* **Data supplied**
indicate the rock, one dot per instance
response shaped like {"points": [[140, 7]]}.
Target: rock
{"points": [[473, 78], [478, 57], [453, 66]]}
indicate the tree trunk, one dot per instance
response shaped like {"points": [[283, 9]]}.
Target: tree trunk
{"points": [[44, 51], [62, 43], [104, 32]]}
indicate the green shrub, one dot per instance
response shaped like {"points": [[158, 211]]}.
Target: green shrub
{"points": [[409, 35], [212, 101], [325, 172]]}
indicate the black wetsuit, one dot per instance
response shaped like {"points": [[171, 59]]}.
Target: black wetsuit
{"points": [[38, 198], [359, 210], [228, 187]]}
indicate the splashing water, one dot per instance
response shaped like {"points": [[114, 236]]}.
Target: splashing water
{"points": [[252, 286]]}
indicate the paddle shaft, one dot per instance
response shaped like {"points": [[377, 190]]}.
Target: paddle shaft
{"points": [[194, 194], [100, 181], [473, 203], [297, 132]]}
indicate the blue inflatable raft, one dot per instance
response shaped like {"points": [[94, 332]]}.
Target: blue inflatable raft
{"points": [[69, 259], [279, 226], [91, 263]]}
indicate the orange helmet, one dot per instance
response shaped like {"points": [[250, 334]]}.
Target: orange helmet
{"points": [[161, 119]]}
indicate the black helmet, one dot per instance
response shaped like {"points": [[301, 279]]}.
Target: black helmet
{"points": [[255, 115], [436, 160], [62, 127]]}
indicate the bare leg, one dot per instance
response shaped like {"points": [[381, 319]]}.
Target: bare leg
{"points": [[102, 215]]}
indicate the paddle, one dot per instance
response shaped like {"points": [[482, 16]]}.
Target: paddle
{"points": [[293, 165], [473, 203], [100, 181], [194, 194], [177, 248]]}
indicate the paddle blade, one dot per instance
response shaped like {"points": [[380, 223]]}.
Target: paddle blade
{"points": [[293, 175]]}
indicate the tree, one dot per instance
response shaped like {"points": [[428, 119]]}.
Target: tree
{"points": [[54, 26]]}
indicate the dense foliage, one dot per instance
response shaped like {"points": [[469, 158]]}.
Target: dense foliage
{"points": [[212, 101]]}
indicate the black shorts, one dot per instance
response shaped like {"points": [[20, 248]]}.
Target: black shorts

* **Task prompt**
Reproduce every line of the material above verbatim, from the first line to the last, changing nothing.

* **Expected answer**
indicate the rock, one dot per instance
response shaped like {"points": [[140, 7]]}.
Target: rock
{"points": [[473, 78], [478, 57], [453, 66]]}
indicate the tree trunk, one dot per instance
response shaped like {"points": [[283, 9]]}.
Target: tree trunk
{"points": [[44, 51], [62, 43], [104, 32]]}
indicate the green shrub, one dot per instance
response shaped like {"points": [[158, 211]]}.
Target: green shrub
{"points": [[409, 35], [212, 101], [325, 172]]}
indicate the black wetsuit, one dot per instance
response shaped like {"points": [[171, 59]]}.
Target: black wetsuit
{"points": [[38, 198], [359, 210], [228, 187]]}
indicate the splashing water, one dot per instance
response shaped like {"points": [[114, 236]]}.
Target: splashing water
{"points": [[252, 286]]}
indicate the paddle shaft, one dot per instance
response shaped like {"points": [[377, 190]]}.
Target: paddle shaft
{"points": [[194, 194], [100, 181], [473, 203], [297, 132]]}
indicate the blue inflatable raft, one dot per instance
response shaped like {"points": [[94, 332]]}.
Target: blue inflatable raft
{"points": [[69, 259], [279, 226], [91, 263]]}
indicate the orange helmet, one dot per instance
response shaped like {"points": [[250, 334]]}.
Target: orange helmet
{"points": [[161, 119]]}
indicate the black helmet, one dot per instance
response shaped like {"points": [[301, 279]]}.
Target: black helmet
{"points": [[255, 115], [436, 160], [62, 127]]}
indicate the bare leg, one dot per instance
response shaped like {"points": [[381, 319]]}.
Target: bare leg
{"points": [[102, 215]]}
indicate the paddle, one dot per instance
response shaped like {"points": [[482, 16]]}.
Target: paddle
{"points": [[293, 165], [473, 203], [100, 181], [194, 194], [177, 248]]}
indicate the paddle blade, one dot per instance
response shaped like {"points": [[380, 223]]}.
Target: paddle blade
{"points": [[293, 175]]}
indicate the tree, one dot per instance
response shaped like {"points": [[428, 119]]}.
Target: tree
{"points": [[54, 26]]}
indicate the dense foliage, one dot per instance
response shaped like {"points": [[469, 158]]}.
Target: dense foliage
{"points": [[212, 101]]}
indicate the black shorts, one dot per instance
response shaped like {"points": [[20, 248]]}.
Target: black shorts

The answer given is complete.